• Extracted text
——
Genetically modified microbes can biofuels, drugs, and other products efficiently and doing arduous work such as cleaning up toxic waste. But designing the complex biochemical pathways that modified microbes need to perform such tasks is like building a Rube Goldberg machine. Getting the genetic designs right is a time-consuming process of trial and error.
Christopher Voigt, an associate professor at the University of California, San Francisco, hopes to change that with software that automates the creation of "genetic circuits" in microbes. These circuits are the pathways of genes, proteins, and other biomolecules that the cells use to perform a particular task, such as breaking down sugar and turning it into fuel. Voigt and colleagues have so far made basic circuit components in E. coli. They are working with the large California biotechnology company Life Technologies to develop software that would let bioengineers design complete genetic circuits more easily.
Designing a microbe for a particular task would then be much like writing a new computer program, says Voigt. Just as programmers do not have to think about how electrons move through the gates in an integrated circuit, he says, biological engineers may eventually be able to design circuits for genes, proteins, and other biomolecules at a level of abstraction. "If we apply computational processes to things that bacteria can already do, we can get complete control over making spider silk, or drugs, or other chemicals," he says.
Certain types of circuits could, for instance, help regulate the activity of bacteria that produce biofuels. Instead of outside controls, internal circuits could maintain the chemical levels and other conditions needed to keep bacteria producing at high yields. "We're trying to make the cell understand where it is and what it should be doing based on its understanding of the world," says Voigt. Trying to design such a control circuit without the help of a computer would take a lot of trial and error.
Voigt has now made a type of circuit component called a NOR gate in E. coli bacteria. NOR gates can be combined to perform any logical operation. In work described in the journal Nature, Voigt's group also showed they could improve the quality of the output of bacterial circuits by having them work collectively, forming a circuit of NOR gates, one in each cell. Voigt has designed bacterial circuits to hook into natural bacterial communication systems called quorum sensing, so that the cells can "vote" on an output. This increases the quality of the computation peformed.
——
• Collected material
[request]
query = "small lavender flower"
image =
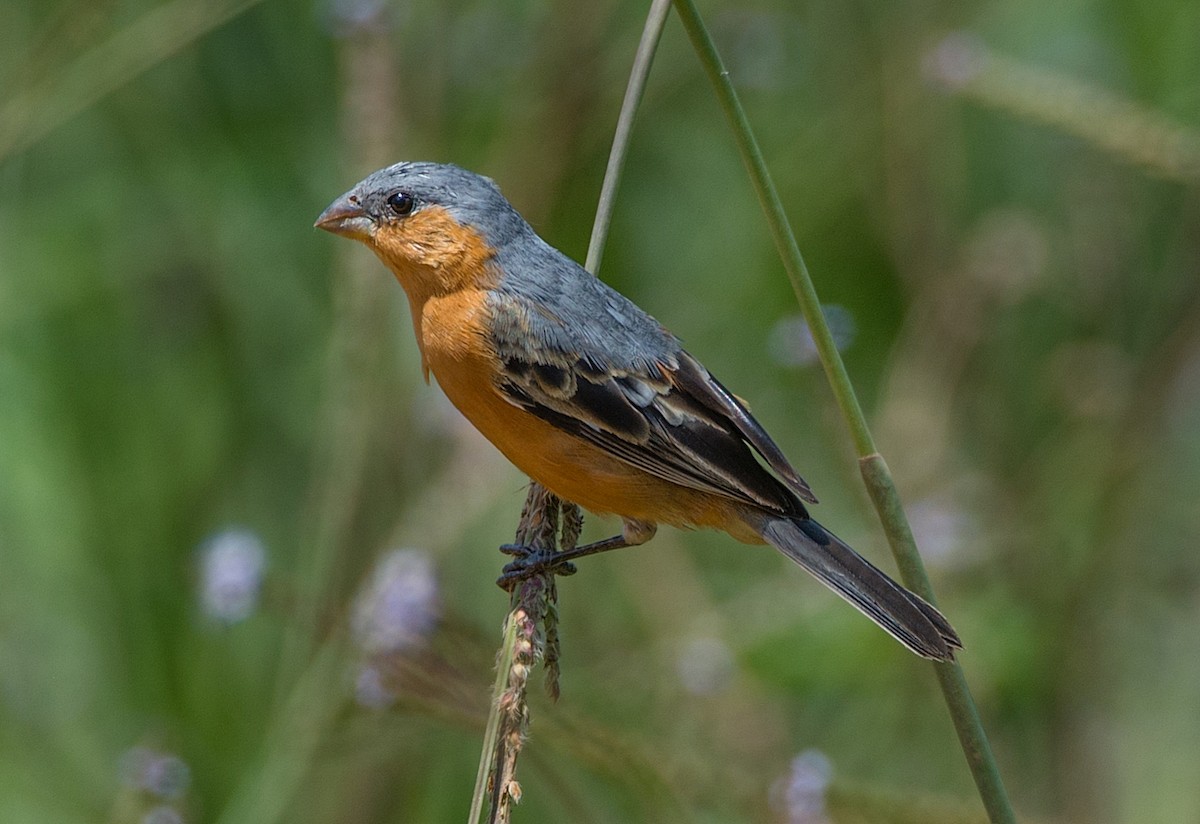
——
• What to produce
Can you write out the stretch of the article on microbial genetic circuits from "Certain types of" through "lot of trial and error." again, switching "internal circuits" to "built-in circuits"?

• Answer to this task
Certain types of circuits could, for instance, help regulate the activity of bacteria that produce biofuels. Instead of outside controls, built-in circuits could maintain the chemical levels and other conditions needed to keep bacteria producing at high yields. "We're trying to make the cell understand where it is and what it should be doing based on its understanding of the world," says Voigt. Trying to design such a control circuit without the help of a computer would take a lot of trial and error.